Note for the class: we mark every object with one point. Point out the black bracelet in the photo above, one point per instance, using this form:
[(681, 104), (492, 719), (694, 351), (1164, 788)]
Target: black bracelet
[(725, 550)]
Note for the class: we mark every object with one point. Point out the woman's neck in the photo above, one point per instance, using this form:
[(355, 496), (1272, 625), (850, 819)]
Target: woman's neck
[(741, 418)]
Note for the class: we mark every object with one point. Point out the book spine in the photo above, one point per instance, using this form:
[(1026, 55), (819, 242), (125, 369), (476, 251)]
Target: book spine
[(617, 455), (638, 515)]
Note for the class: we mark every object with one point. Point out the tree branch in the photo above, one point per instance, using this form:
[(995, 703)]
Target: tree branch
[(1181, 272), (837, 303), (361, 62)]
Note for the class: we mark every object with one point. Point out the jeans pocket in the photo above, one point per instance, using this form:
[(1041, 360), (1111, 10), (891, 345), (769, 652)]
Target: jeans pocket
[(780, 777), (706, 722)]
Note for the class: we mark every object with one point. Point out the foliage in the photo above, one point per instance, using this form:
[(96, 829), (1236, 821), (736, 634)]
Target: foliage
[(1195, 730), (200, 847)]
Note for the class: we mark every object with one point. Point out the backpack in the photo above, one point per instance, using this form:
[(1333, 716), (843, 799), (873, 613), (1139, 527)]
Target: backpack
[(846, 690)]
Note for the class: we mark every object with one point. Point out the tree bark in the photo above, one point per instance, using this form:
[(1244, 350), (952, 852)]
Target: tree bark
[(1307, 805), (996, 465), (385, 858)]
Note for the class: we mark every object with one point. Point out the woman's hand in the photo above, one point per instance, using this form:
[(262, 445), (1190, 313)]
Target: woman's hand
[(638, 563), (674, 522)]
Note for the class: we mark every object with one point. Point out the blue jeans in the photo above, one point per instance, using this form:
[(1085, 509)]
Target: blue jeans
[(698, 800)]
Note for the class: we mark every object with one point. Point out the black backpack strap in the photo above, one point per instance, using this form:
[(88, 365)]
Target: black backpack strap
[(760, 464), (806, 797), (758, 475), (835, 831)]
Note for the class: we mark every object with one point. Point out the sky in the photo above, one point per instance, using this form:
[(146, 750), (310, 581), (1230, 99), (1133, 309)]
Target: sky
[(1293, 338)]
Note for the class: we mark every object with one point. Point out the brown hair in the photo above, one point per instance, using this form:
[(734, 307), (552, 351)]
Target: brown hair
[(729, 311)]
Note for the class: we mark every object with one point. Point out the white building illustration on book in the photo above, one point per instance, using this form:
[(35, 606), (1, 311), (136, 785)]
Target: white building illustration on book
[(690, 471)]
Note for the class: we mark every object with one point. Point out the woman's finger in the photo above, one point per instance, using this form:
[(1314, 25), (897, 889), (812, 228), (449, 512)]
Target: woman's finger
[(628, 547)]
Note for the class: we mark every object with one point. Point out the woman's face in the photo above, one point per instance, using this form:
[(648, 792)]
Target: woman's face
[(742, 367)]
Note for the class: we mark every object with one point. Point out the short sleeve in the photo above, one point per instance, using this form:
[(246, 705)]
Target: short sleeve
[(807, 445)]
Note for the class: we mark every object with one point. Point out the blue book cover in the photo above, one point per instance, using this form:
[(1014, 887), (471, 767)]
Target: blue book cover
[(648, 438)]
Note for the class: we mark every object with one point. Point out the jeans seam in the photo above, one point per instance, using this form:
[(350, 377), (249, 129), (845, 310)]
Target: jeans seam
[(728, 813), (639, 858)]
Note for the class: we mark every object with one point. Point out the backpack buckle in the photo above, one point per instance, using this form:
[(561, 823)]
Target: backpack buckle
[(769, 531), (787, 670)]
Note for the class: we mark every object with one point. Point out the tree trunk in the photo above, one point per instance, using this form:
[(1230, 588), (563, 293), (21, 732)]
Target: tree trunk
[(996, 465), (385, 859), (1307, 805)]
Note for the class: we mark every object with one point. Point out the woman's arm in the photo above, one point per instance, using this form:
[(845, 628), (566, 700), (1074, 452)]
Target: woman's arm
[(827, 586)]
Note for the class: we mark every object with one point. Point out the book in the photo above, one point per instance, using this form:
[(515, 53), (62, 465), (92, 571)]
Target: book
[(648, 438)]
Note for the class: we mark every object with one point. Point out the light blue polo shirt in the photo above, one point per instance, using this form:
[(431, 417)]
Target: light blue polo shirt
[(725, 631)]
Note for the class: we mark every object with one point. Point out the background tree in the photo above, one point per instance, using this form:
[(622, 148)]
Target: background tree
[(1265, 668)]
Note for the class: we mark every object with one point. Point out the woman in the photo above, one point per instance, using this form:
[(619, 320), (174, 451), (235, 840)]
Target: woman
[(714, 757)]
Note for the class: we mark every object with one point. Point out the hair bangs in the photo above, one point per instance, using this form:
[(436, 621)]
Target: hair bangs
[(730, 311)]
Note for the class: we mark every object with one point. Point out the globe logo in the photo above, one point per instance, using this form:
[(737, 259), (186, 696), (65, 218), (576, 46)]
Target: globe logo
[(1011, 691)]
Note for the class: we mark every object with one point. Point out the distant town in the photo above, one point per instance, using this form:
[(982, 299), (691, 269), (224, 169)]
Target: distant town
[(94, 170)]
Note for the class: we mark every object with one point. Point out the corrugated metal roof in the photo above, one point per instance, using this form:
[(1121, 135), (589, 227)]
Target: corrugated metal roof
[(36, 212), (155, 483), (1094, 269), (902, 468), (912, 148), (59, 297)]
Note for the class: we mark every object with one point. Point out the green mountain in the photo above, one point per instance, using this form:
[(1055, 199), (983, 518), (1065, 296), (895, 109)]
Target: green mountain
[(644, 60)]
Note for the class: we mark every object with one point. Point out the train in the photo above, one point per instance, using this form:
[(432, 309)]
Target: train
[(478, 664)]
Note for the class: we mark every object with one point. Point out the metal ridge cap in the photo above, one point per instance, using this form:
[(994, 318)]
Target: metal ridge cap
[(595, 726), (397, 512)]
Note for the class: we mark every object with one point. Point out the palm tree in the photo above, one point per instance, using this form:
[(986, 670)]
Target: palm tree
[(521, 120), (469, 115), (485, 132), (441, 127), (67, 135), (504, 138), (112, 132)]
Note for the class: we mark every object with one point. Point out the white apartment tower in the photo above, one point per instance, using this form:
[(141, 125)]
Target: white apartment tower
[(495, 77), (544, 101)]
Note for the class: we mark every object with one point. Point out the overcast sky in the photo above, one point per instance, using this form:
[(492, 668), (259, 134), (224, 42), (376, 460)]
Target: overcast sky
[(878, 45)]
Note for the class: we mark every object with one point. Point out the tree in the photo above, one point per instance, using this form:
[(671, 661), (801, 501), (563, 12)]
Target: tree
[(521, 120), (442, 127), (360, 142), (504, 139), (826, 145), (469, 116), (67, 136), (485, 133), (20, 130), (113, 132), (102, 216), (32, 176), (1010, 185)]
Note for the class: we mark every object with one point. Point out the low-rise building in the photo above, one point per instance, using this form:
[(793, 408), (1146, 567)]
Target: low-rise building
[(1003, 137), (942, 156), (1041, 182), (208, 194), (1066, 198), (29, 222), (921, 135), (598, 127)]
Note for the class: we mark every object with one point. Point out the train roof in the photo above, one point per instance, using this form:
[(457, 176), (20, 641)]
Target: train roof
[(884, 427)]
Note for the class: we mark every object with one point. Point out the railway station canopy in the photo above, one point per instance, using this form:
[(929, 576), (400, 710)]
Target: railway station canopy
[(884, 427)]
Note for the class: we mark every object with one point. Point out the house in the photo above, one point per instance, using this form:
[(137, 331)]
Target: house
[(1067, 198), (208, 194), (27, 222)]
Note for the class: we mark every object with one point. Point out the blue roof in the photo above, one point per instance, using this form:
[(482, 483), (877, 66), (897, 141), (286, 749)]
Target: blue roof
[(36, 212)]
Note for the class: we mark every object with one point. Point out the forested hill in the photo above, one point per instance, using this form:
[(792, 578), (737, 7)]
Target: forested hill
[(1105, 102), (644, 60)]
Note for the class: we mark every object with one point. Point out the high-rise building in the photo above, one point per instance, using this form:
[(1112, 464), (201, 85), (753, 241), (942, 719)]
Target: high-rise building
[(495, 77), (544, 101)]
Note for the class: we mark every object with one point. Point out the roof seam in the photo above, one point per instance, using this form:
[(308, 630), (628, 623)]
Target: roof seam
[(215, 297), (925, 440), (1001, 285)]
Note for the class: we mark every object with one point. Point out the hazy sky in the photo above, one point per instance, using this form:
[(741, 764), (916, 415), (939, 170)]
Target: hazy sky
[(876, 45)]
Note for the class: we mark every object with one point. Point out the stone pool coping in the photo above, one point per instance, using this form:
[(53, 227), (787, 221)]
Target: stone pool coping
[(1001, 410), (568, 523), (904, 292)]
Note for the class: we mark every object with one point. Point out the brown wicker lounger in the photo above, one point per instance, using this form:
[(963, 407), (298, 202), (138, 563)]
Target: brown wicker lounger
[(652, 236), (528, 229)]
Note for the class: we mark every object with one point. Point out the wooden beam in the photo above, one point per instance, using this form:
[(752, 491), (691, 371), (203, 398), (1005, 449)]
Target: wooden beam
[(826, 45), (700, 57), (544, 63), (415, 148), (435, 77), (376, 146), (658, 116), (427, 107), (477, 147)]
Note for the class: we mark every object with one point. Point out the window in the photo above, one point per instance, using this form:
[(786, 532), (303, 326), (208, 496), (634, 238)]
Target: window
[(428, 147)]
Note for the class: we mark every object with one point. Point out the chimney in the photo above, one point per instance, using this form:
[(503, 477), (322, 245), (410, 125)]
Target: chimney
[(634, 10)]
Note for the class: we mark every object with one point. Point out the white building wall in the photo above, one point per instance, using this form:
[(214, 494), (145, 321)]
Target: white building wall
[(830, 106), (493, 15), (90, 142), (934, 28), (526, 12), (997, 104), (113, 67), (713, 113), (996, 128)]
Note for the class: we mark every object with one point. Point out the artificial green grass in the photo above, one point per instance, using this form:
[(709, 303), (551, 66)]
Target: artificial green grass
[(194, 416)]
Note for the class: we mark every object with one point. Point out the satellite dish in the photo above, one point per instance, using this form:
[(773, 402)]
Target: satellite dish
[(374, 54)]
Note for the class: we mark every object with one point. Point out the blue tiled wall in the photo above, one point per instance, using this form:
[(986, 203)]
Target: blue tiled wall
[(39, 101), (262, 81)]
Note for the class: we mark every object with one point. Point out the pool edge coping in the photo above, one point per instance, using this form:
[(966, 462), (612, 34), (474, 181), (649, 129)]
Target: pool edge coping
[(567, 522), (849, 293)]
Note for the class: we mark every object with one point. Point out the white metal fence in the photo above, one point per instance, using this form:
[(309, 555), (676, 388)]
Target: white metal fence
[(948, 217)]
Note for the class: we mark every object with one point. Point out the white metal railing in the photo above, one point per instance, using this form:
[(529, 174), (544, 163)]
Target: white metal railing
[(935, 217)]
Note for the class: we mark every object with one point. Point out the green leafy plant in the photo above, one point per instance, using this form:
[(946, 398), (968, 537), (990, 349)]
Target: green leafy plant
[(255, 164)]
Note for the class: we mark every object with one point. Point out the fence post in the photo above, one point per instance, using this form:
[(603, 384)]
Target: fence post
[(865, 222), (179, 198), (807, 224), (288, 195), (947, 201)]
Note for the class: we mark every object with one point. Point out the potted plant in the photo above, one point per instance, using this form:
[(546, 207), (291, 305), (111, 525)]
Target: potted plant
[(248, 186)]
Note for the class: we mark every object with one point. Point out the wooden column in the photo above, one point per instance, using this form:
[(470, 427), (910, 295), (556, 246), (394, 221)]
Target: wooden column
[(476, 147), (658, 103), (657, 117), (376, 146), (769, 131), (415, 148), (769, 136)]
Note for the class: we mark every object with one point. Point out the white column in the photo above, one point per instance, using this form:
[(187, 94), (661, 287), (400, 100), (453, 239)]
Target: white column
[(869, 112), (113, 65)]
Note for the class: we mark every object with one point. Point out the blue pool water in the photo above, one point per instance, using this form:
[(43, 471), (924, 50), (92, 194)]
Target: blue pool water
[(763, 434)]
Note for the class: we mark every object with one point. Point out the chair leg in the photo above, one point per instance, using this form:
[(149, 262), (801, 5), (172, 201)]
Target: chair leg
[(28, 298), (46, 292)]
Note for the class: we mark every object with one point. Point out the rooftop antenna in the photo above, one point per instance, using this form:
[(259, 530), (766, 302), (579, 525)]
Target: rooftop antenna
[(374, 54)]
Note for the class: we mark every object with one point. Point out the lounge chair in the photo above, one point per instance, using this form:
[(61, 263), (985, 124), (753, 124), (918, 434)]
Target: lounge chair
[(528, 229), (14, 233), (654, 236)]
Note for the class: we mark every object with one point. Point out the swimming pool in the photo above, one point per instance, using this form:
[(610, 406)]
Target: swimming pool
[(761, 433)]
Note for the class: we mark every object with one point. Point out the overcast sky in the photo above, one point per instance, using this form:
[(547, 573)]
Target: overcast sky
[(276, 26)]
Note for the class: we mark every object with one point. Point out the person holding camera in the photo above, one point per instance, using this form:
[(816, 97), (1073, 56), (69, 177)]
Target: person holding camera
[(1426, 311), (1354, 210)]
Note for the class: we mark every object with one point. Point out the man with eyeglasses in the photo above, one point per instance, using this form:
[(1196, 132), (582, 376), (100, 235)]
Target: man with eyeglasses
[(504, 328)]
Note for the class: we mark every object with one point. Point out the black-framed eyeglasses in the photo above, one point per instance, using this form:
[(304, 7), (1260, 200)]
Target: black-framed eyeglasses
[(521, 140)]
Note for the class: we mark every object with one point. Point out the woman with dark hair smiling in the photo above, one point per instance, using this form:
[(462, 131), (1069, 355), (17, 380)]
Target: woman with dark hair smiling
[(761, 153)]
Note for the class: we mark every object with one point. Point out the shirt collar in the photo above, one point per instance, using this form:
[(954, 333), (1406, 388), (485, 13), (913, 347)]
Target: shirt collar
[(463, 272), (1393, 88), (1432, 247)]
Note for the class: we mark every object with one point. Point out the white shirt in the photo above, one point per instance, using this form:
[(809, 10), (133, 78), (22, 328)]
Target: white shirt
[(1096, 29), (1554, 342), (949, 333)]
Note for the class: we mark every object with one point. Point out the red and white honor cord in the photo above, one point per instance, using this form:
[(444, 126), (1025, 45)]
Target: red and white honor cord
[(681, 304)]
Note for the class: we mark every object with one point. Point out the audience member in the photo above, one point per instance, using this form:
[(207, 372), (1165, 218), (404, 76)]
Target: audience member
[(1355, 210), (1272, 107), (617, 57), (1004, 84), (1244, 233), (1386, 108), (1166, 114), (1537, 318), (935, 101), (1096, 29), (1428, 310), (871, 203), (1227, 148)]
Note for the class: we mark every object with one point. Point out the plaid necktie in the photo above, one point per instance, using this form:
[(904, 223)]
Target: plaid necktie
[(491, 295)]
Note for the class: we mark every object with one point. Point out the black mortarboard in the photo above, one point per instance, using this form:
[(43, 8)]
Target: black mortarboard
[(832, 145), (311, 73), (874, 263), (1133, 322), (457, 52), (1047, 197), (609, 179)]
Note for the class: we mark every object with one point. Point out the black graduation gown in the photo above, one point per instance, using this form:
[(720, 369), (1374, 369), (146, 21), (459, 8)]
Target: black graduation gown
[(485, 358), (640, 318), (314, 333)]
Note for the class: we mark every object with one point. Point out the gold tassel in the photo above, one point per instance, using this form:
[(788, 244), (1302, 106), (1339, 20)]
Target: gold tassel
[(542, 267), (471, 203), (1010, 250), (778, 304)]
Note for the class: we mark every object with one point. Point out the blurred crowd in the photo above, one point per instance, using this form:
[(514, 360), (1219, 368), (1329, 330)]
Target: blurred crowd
------------------------------
[REQUEST] Rewrite the lines starting with the line that contains "the blue roof" and going on through the line that contains "[(36, 212)]", putting "green roof" in place of "blue roof" and changing nothing else. Give only those lines.

[TASK ANSWER]
Note for the class: we mark every object with one point. Point out the green roof in the photo above, one point per instance, using this form:
[(482, 483), (877, 66), (897, 141), (286, 749)]
Target: green roof
[(36, 212)]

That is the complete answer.